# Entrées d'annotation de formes
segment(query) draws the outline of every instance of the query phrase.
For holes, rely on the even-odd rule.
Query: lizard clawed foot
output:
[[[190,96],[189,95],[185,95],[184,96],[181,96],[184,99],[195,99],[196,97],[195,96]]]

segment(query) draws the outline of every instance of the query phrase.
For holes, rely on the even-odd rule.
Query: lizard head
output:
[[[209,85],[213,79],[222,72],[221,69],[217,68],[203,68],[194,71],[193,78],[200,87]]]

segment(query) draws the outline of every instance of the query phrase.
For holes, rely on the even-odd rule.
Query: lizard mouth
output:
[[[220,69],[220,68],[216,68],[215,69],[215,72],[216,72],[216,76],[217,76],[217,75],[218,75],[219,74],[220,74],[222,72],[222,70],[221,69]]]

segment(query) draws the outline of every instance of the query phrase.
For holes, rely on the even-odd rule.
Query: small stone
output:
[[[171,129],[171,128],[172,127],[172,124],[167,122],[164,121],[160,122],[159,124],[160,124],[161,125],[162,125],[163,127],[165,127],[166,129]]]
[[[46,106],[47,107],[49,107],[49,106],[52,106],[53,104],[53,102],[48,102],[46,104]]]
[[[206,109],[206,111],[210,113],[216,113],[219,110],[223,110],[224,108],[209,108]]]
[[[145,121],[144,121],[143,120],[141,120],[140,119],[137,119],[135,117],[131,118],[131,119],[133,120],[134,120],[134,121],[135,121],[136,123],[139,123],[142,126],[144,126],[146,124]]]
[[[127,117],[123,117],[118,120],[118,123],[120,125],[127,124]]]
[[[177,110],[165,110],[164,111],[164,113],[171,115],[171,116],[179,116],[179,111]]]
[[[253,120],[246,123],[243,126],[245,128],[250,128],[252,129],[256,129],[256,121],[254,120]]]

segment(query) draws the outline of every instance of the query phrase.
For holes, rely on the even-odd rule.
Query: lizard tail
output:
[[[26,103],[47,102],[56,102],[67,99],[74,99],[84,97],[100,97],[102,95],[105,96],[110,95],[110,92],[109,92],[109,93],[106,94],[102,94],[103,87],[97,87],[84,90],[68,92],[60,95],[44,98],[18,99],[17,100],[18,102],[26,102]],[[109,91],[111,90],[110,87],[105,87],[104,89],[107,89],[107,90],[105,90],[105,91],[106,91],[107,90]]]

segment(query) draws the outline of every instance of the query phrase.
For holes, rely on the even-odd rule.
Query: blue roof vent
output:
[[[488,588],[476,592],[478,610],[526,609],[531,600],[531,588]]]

==

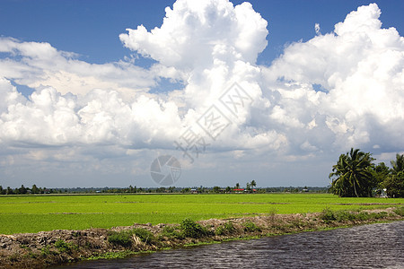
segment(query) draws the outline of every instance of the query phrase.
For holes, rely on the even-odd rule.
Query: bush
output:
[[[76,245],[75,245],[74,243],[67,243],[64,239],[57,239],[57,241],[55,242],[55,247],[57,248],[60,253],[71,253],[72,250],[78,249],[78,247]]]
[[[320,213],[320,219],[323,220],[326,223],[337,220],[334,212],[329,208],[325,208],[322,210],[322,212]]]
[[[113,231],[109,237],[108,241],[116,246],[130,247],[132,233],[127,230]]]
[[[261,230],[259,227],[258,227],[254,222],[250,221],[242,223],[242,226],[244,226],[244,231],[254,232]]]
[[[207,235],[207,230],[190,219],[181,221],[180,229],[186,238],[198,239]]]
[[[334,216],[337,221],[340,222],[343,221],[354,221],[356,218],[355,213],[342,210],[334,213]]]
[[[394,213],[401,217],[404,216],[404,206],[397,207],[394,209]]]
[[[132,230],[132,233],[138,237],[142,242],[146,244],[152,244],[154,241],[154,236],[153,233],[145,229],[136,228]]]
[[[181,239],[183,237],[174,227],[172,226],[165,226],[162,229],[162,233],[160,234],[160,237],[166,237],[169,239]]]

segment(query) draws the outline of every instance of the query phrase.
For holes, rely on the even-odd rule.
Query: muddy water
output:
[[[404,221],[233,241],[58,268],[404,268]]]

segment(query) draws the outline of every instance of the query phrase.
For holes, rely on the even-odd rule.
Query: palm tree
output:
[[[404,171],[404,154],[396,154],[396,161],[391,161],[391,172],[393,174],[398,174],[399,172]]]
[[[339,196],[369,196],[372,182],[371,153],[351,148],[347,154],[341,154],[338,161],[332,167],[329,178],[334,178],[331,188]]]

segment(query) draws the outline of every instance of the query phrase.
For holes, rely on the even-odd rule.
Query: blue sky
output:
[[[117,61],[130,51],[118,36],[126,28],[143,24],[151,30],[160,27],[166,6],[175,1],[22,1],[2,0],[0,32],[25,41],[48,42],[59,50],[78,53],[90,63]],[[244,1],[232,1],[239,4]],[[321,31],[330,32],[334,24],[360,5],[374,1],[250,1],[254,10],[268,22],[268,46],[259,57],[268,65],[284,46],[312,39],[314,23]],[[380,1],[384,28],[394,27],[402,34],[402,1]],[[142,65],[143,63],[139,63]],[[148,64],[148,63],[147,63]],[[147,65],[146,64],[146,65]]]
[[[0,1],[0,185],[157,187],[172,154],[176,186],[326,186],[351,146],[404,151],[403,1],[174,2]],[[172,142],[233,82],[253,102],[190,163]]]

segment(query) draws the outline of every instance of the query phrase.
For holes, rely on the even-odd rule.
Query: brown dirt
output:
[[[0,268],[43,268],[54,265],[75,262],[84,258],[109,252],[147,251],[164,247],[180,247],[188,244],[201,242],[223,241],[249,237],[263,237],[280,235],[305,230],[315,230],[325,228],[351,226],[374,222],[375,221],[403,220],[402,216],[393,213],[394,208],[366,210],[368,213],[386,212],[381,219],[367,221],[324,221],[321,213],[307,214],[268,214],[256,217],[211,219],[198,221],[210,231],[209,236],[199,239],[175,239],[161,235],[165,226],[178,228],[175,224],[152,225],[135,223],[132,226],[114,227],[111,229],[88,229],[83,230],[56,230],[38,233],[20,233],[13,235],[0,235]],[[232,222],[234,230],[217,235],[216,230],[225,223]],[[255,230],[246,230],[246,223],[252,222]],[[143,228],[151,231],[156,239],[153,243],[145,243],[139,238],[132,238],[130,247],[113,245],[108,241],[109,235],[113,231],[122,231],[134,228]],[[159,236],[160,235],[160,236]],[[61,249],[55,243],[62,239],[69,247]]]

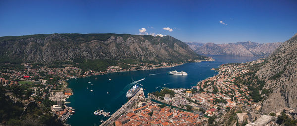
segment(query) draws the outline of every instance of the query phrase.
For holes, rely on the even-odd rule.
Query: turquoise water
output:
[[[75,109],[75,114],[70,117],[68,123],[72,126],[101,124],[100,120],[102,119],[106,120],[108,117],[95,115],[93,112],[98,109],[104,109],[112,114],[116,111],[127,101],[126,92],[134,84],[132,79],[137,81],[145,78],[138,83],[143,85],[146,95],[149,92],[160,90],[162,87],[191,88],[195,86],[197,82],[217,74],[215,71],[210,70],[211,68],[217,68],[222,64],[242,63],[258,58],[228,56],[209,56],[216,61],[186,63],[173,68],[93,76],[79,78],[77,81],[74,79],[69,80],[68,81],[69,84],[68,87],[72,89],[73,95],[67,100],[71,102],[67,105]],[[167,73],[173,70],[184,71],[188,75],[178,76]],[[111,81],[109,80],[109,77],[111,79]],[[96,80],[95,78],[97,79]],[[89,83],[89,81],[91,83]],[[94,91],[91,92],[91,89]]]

# Énoncé du problème
Affichez chacune des lignes du listing où figure la chaîne « water ».

# Résultat de l'exercice
Query: muddy water
Query: turquoise water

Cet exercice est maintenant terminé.